**Text for analysis:**

What are faculty doing with students to engage with students and be inclusive in the classroom? What are some best approaches to approach that relationship? Hear from a panel of experienced faculty and instructors, followed by a Q&A.
Andrew Lokuta, Ph.D. Teaching Faculty III, Department of Kinesiology, School of Education
Andrew is an instructor in the large enrollment human physiology courses on this campus (now 1200 students per year). He received his Bachelor of Science in Biology from Saint Francis University (Loretto, PA) in 1988 and his PhD in Biochemistry from the University of Maryland Medical School in 1993. Andrew came to UW-Madison in July 1994 as a PostDoctoral Research Fellow in the Laboratory of Hector Valdivia. After completing a series of successful research projects that explored controversial topics in cardiovascular physiology and heart failure, he transitioned to full-time teaching in 2001.
Juanita Diaz, Learning Center Coordinator for Zoo/Bio 101, Department of Integrative Biology
My name is Juanita Diaz and I use she/they pronouns. I am the Learning Center Coordinator for Zoo/Bio 101 and am housed in the Integrative Biology department. I grew up in a tiny, rural town in Central New York and did my undergrad at the State University of New York (SUNY) at Oswego. I received a B.S. in Zoology, with minors in Biocultural Anthropology and Geology, in 2016, then came to UW-Madison for the Integrative Biology Ph.D. program. Throughout undergrad, I worked in a paleoecology lab and did paleontology and geochemistry research. I completely switched fields when I started my Ph.D., and studied evolutionary genomics, focused on a species of copepod (a type of zooplankton) in the Baltic Sea. After 6 years, I decided that I no longer wanted to pursue a PhD and graduated with a M.S. in Integrative Biology in December 2022. One major reason I left the PhD program was that I want to focus on teaching and student support instead of research. I began my current position with Zoo/Bio 101 in January 2023, and I do administrative work and coordinate the learning center (smaller group/individual student support). More broadly, I am interested in making science more accessible and inclusive. I also strive to help students improve their understanding of and confidence with scientific concepts – both to help with the class and as the students continue interacting with science and technology after they finish the class.

**Record extracts:**

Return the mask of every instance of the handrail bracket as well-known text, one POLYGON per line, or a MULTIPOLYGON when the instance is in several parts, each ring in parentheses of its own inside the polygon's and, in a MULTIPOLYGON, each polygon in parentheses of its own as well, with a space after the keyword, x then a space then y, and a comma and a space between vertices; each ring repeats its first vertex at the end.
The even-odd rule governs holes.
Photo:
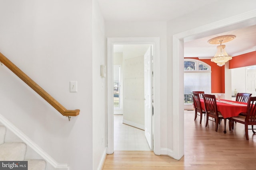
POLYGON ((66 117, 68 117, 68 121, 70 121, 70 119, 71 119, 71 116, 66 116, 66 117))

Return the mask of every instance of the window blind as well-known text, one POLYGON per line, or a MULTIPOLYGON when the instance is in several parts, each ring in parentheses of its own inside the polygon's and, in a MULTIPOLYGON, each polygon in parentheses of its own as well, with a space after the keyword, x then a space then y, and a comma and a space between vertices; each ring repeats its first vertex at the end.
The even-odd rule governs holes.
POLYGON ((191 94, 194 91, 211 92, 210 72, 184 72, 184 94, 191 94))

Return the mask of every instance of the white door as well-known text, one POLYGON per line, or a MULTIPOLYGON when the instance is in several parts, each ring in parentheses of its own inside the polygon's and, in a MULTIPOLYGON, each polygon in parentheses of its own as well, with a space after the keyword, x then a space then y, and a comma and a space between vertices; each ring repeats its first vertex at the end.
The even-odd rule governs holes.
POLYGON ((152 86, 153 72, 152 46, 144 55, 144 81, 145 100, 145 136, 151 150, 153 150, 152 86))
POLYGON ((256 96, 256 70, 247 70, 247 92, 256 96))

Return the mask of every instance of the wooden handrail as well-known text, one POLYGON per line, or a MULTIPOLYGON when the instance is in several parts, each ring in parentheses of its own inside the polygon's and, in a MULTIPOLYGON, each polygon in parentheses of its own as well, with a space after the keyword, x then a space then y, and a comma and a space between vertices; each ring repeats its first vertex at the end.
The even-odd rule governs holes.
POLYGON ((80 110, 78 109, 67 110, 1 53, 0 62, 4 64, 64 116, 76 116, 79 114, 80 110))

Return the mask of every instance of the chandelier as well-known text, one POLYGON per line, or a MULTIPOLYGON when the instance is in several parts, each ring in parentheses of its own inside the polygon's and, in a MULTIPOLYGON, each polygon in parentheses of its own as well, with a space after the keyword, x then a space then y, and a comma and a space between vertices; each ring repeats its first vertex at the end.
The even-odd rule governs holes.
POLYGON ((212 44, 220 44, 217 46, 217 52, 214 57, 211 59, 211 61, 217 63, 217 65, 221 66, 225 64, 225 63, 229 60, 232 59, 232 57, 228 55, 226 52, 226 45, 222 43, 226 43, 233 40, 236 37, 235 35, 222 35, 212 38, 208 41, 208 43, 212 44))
...
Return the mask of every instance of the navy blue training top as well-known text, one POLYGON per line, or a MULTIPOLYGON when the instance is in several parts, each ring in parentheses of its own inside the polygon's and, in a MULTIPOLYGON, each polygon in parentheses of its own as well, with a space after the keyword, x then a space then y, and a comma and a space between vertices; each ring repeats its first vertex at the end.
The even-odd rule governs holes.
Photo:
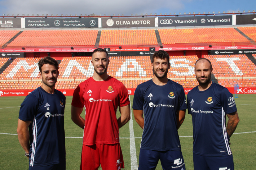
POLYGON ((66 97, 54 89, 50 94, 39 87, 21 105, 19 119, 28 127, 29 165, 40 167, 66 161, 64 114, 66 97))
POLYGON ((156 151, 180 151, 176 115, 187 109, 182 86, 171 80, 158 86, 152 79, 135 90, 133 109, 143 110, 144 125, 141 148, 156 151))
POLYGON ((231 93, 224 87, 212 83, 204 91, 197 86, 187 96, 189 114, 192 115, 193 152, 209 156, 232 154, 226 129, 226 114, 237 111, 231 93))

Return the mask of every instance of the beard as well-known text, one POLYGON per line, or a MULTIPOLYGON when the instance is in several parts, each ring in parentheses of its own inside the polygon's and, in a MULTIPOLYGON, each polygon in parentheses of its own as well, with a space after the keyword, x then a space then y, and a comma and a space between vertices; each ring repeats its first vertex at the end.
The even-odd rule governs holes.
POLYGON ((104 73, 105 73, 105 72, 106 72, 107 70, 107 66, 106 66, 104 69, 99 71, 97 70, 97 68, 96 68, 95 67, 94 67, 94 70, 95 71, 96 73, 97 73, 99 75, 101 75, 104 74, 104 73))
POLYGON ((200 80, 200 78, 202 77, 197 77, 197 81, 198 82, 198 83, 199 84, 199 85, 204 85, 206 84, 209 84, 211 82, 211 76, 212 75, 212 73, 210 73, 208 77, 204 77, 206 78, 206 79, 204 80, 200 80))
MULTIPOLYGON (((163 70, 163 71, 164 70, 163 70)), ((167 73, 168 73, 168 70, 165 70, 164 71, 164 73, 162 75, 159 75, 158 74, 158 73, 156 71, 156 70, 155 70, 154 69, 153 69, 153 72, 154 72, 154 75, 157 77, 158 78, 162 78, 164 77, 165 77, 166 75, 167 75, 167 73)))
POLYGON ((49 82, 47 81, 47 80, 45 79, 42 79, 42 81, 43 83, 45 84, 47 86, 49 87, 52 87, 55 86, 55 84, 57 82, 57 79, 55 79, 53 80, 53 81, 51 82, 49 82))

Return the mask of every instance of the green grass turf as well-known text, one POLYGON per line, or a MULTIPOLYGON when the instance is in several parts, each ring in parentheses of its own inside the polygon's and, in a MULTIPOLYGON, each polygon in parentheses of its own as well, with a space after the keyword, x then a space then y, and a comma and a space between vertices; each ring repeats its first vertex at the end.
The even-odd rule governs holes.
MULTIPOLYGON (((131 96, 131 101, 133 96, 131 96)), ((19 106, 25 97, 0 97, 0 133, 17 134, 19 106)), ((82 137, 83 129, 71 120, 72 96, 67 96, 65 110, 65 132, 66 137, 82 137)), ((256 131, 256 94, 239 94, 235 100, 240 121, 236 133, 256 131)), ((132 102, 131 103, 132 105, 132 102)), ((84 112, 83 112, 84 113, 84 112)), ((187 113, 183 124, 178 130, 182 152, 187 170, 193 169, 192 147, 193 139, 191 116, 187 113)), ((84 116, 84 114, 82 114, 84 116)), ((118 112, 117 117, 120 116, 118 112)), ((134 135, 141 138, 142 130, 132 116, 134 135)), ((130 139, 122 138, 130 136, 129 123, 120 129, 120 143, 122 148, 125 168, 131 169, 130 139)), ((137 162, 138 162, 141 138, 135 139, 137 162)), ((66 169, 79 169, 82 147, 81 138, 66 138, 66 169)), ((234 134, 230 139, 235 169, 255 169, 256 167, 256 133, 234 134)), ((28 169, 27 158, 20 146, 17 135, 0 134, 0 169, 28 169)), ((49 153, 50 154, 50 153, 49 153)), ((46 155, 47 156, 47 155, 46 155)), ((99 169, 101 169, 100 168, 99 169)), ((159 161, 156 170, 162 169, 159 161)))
...
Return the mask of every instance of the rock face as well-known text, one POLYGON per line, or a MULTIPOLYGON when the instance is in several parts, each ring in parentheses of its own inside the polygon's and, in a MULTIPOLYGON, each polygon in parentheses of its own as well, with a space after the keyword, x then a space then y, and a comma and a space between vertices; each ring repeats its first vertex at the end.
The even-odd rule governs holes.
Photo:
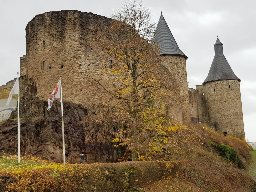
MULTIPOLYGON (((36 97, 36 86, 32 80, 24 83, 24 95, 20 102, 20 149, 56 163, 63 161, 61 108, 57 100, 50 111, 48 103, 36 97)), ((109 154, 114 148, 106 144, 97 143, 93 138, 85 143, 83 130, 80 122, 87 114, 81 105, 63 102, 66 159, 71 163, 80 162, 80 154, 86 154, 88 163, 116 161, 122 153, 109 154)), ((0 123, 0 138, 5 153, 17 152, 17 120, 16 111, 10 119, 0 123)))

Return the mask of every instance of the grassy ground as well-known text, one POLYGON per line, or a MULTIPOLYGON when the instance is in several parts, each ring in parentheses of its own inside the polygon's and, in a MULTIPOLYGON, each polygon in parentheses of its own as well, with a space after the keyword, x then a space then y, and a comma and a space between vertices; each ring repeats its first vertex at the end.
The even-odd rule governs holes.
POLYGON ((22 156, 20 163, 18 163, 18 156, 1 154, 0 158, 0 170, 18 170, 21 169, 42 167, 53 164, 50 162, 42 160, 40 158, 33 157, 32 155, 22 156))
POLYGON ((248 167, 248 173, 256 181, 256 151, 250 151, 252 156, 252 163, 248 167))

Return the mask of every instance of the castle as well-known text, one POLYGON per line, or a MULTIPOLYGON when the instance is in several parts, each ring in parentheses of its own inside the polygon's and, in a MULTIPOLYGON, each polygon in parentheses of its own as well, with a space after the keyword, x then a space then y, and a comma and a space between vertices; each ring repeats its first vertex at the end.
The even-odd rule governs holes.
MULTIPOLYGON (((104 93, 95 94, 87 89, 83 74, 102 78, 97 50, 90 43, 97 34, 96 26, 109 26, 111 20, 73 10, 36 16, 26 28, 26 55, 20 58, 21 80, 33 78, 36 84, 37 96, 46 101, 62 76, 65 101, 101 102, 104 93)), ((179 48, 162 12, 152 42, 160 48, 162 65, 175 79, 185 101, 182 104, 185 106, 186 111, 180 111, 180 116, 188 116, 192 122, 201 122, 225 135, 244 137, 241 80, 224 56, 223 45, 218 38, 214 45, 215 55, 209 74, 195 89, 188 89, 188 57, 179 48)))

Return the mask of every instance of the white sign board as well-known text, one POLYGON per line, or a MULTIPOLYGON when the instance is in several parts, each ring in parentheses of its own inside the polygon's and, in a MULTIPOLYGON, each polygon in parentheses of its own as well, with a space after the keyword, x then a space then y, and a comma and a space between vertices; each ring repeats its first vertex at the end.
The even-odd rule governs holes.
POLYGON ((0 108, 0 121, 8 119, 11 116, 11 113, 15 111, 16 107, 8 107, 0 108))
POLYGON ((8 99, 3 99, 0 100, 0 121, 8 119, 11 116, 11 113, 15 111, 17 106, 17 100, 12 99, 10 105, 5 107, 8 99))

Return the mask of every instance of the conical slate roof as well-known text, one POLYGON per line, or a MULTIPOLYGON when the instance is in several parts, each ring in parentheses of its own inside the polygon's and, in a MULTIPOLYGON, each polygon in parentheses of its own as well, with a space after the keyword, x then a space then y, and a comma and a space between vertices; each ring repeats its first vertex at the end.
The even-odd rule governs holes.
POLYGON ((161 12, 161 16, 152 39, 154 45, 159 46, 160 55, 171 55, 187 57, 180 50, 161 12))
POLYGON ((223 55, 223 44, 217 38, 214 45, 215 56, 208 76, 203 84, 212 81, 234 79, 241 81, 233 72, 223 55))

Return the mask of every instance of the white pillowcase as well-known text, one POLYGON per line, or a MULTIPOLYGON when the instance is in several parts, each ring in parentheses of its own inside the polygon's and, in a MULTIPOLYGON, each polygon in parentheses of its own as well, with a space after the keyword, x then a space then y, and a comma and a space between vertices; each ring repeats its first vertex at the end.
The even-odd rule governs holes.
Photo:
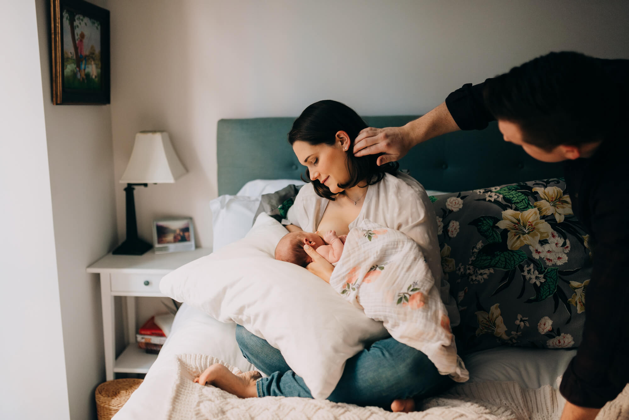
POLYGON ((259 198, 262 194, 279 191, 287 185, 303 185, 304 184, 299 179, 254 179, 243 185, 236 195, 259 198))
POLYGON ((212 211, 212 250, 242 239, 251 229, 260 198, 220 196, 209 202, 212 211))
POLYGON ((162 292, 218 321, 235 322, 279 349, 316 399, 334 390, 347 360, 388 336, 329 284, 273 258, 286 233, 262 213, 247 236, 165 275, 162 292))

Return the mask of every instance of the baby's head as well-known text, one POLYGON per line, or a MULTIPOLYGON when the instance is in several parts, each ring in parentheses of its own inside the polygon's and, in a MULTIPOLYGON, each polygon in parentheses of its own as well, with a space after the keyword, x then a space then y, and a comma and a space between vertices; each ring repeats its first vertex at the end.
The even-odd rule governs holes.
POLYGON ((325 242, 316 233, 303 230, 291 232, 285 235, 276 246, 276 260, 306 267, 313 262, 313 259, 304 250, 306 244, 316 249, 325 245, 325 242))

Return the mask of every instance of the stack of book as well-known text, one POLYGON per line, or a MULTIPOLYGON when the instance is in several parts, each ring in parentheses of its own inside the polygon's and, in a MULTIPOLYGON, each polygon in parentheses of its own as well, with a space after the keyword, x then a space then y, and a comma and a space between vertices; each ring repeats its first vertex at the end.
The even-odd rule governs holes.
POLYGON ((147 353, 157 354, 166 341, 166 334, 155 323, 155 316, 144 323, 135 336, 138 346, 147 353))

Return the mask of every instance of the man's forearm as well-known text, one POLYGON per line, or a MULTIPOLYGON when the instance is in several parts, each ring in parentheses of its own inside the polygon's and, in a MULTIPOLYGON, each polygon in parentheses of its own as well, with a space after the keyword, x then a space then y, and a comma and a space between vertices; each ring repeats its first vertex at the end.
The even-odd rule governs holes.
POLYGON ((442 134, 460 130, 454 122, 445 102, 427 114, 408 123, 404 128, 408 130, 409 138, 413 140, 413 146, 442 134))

**Activities:**
1) According to the panel announcement, in what year did Andrew Lokuta transition to full-time teaching?
2) Reproduce the part of the panel announcement that begins with the words "What are faculty" and ends after the words "followed by a Q&A.", substituting "group" for "panel".

**Numbered answers:**
1) 2001

2)
What are faculty doing with students to engage with students and be inclusive in the classroom? What are some best approaches to approach that relationship? Hear from a group of experienced faculty and instructors, followed by a Q&A.